X-Message-Number: 10664
Date: Sat, 31 Oct 1998 08:10:24 -0500
From: Thomas Donaldson <>
Subject: CryoNet #10658 - #10663

Hi everyone!

To Jan Coetzee: It helps us to give your source. AT least one article
discussing these results appeared in the latest issue of NATURE.
Moreover, there is another place to look for new neurons. The lining
of the ventricles in several animals produces cells which can 
differentiate into neurons and migrate elsewhere. Unfortunately these
scientists did not study that in humans, but given its occurrence in
other mammals I suspect (in the absence of experiment) that it 
happens in humans too.

To Mr. Delaney: Yes, the effects of drugs on lifespan is obscured by
the fact that mice come in all kinds of breeds. However your claim
that the comparison is with (say) hypercholesterolemics versus normals
is WAY too much exaggerated. Furthermore, if a drug causes some of the
same effects as CR, it may well show some of the symptoms of CR in 
animals receiving it. As a matter of fact, most of the drugs I listed
were not found to have an effect on aging by established researchers
into aging. That has always seemed to me to be a very interesting 
fact which tells us something about motivations. The only way to 
decide, in such experiments, whether or not CR may have played some
implicit role is to study the actual experiment in detail. Most important,
even when the animals show a slight loss of weight, it does not match
that of CR animals. Please read the articles again.

***

▸ **PROBLEMS AND TASKS**
1. In the CryoNet message, what produces cells in several animals that can differentiate into neurons and migrate elsewhere?
2. Transcribe the CryoNet message between "To Mr. Delaney: Yes, the" and "the articles again.", inclusive.
3. Write the next part of the CryoNet message, picking up after its last sentence.
The records come from a separate source.

***

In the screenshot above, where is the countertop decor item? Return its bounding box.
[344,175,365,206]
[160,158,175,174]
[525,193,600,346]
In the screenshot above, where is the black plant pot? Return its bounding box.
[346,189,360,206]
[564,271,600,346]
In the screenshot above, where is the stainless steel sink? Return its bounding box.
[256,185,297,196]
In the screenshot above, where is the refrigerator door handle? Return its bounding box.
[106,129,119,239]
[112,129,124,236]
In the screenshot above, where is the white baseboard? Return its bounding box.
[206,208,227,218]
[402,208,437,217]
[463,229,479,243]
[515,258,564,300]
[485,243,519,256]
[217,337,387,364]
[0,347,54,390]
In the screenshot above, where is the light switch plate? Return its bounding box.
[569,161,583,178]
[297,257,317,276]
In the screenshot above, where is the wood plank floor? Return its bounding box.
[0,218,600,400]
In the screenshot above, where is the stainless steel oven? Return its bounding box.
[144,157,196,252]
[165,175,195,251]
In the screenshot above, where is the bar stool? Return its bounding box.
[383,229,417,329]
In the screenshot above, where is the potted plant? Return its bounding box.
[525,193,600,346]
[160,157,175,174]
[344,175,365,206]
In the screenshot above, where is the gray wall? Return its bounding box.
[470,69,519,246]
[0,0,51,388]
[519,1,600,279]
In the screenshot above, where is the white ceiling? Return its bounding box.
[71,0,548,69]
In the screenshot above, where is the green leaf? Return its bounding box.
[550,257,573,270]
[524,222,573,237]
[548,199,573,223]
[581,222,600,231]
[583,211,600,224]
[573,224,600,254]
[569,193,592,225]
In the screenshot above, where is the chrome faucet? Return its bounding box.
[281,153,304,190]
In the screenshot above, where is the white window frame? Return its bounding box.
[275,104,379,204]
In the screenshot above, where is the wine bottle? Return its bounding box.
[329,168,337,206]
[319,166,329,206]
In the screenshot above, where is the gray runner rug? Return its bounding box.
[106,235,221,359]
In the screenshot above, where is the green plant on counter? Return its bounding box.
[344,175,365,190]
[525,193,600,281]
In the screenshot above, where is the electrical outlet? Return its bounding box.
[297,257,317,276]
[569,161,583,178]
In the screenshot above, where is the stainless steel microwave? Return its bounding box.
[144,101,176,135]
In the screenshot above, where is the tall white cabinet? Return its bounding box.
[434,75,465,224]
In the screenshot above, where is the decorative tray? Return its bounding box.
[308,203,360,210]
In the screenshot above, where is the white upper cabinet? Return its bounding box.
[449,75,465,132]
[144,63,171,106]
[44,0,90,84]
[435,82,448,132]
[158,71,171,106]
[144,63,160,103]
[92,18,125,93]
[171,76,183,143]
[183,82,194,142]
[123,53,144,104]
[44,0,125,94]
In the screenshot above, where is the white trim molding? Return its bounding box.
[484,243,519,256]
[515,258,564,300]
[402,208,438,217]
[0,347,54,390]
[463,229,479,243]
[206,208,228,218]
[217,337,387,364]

***

▸ **ANSWERS**
1. The lining of the ventricles.

2.
To Mr. Delaney: Yes, the effects of drugs on lifespan is obscured by
the fact that mice come in all kinds of breeds. However your claim
that the comparison is with (say) hypercholesterolemics versus normals
is WAY too much exaggerated. Furthermore, if a drug causes some of the
same effects as CR, it may well show some of the symptoms of CR in 
animals receiving it. As a matter of fact, most of the drugs I listed
were not found to have an effect on aging by established researchers
into aging. That has always seemed to me to be a very interesting 
fact which tells us something about motivations. The only way to 
decide, in such experiments, whether or not CR may have played some
implicit role is to study the actual experiment in detail. Most important,
even when the animals show a slight loss of weight, it does not match
that of CR animals. Please read the articles again.

3.
As for glucose metabolism, yes, it's true that experiments with the
drugs I suggested have been done. If that is all you mean, then I
agree with you. However if there are scientific papers actually 
looking at the relation of these (or other metabolism-changing drugs)
in relation specifically to CR, then please give me the references
at once. I read up on work on aging too, and if such research is going
on I'd like to know just where.

Finally, as for the issue of development after puberty, many men know
very well of at least two changes not obviously the simple result of
aging --- and on animal parallels they are likely to be development.
The first is balding: loss ofhair at the top of the head. The second
is whitening of the hair, or graying. The animal parallels are those
of some monkeys which also have male baldness; and gorillas, for 
instance, will show a graying of hair about their shoulders in male
gorillas when they reach a certain age --- after puberty but certainly
not in old age. There are probably other developmental events too:
one I know of is the filling of collarbones with bone rather than
the cartilage that remains there until early adulthood (somewhat 
changing the posture of younger men compared to older men, and similarly
with women). You may wish to claim that all of these changes in human
beings are those of aging. You may wish to claim that ANY change
occurring after puberty must necessarily be a sign of the decline of
aging. If you aren't simply playing with definitions (well, after all,
puberty itself could be considered a sign of aging!) then these 
changes deserve to be at least considered as developmental changes.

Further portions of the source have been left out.